The goal for analyzing this dataset is hence to provide the engineers a data-driven solution for
monitoring the product quality during the iron ore concentrate production process. A successful
impurity model would allow the engineers to respond to potential cases of poor product quality
in a more timely and organized manner, ultimately helping the plant by improving product
quality on average and preventing long periods of poor production quality.
We attempted to model the impurity with two different approaches. Initially, we tried different
regression methods in order to directly forecast the percentage of Silica Concentrate as part of
the final Iron Ore Concentrate. Moreover, after looking at the distribution of the Silica
Concentrate values, we decided to try classification methods in order to identify “impure” or
“pure” batches. The classification output could then be used to trigger a warning to engineers
instead of showing the potentially imprecise or misleading regression forecast.
4.4. Data Exploration and Preprocessing The goals for this step are to gain a deeper understanding of the dataset at hand and prepare it for
the modelling step. Upon initial inspection, the dataset contains no explicit missing values and a
little more than 737.000 rows. Since the dataset consists of only one table, we did not need to
transform its structure initially.
As previously mentioned, some of the variables are provided in hourly frequency and some in 20
second frequency, so the first step was to determine said measurement frequency. Figure 1 shows
how many unique values per hour each variable averages. It seems that only % Iron Feed, %
Silica Feed, % Iron Concentrate and % Silica Concentrate are provided in hourly frequency, as
the rest of the process measurements only contain very few repeating measurements on average.
It is important to note, however, that both Concentrate variables have an average unique count of
above 1, which indicates some inconsistencies in the data.
As the majority of the variables are not in hourly frequency, we decided to create a column
detailing the exact measurement moment, assuming the observations within each hour were in
the correct order. Before proceeding, we also tested which hours had less than 180 records,
which is the amount of 20 second intervals in an hour. Throughout this process, we noticed that
two hours contained less than 180 records and that data for some hours was missing from the
dataset entirely. Additionally, some hours for % Silica Concentrate, our intended target variable,
contained exactly 180 unique values, seemingly due to an interpolation procedure between the
value of the previous and upcoming hour. We decided to remove those hours from the
forecasting dataset. This exploration can be seen in Figure 4.1.

Stored data |
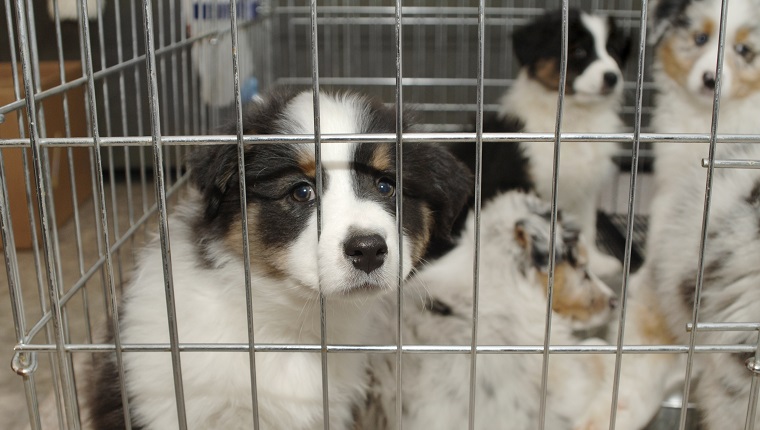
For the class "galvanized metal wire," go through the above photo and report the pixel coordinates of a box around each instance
[0,0,760,430]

Problem |
Please write the next part of the passage on modeling silica impurity in iron ore concentrate, picking up right after its last sentence. The data here has no connection to the iron ore passage.

Answer to the task |
Data Analytics in Supply Chain - Group 1
20
When individually graphing all variables as a lineplot, both Iron and Silica Feed stood out for
similar reasons. Both graphs show multiple plateaus, where the values are constant for an
extended period of time as shown in Figure 4.2. After investigating further, we decided to
remove the corresponding rows from the dataset as well, as the input components of the iron ore
seem like important factors in this case. In other cases, we could have also considered either
excluding the variables completely or keeping them as is, but the perceived value of those two
variables in this context shaped our decision.
18 Figure 4.1: Lineplot of average unique values per hours & Figure 4.2: Time Series Plot of % Iron Feed and % Silica Feed for the entire dataset.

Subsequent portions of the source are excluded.